Stored data entries
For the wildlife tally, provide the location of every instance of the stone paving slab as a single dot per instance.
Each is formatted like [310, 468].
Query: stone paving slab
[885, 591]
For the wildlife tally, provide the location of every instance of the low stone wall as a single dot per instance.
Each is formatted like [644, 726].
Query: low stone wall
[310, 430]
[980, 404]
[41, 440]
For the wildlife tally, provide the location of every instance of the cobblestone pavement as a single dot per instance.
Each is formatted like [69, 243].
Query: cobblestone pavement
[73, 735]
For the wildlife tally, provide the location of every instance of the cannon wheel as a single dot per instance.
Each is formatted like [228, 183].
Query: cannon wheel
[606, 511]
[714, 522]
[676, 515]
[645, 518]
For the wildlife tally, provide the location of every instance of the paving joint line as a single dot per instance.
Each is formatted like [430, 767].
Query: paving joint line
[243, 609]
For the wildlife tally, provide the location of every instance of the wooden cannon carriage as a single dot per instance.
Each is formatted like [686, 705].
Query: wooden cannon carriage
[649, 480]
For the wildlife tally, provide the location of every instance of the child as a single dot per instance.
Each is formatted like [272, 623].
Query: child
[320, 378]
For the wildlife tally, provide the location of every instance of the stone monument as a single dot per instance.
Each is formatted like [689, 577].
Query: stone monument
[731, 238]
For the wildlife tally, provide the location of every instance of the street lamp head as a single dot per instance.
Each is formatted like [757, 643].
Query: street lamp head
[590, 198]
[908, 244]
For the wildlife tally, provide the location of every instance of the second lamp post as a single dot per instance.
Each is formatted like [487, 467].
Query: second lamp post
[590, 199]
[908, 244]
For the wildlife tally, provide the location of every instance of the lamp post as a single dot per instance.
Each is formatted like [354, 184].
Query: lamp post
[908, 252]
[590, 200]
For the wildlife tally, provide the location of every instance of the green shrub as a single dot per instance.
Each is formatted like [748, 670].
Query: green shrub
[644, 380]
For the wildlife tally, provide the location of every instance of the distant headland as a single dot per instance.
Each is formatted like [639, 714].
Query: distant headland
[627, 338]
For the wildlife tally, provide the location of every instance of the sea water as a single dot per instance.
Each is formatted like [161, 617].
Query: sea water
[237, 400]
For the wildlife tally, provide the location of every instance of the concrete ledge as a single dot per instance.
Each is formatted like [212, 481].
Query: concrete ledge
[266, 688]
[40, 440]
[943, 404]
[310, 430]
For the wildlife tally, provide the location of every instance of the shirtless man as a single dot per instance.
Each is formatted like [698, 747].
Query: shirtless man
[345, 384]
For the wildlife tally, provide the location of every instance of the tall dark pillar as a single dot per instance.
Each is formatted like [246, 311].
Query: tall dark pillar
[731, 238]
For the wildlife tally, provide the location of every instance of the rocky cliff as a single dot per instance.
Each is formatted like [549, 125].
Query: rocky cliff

> [Task goal]
Give back the entries above exactly as they are, from their first line through the line that contains "Each is formatted like [487, 467].", both included, with nothing else.

> [Written answer]
For the wildlife tally, provide the location of every instance of the stone paving slab as a single dot per instance.
Each is formatted like [310, 468].
Query: stone paving slab
[885, 591]
For the wildlife tally, provide the location of every instance of the low stone wall as a single dot per instance.
Each is formatted like [644, 726].
Query: low stone wall
[310, 430]
[980, 404]
[41, 440]
For the wildlife tally, provide the location of every instance of the cobblestone pavement as a single dot per instance.
Each is formatted like [69, 243].
Query: cobblestone pavement
[73, 735]
For the wildlife tally, provide the location of every instance of the cannon wheel as a single dot per instance.
Each is formatted like [228, 183].
Query: cannon wheel
[606, 511]
[714, 522]
[676, 515]
[645, 518]
For the wildlife tally, provide the location of every instance of the paving joint line as a single dot per instance.
Each is formatted like [430, 767].
Query: paving joint line
[243, 609]
For the wildlife tally, provide the location of every instance of the wooden cannon carriage as a single dot per instance.
Each is formatted like [686, 705].
Query: wooden cannon carriage
[649, 480]
For the wildlife tally, provide the location of every instance of the child as a single dot per instance.
Each is formatted like [272, 623].
Query: child
[320, 378]
For the wildlife tally, provide the location of every instance of the stone monument as a single dot per instance.
Each is formatted like [689, 577].
Query: stone monument
[731, 238]
For the wildlife tally, provide the location of every instance of the street lamp head as a single dot per instance.
Each is formatted like [757, 643].
Query: street lamp head
[590, 198]
[908, 244]
For the wildlife tally, provide the location of every instance of the second lamp post as a single dot per instance.
Each is formatted like [487, 467].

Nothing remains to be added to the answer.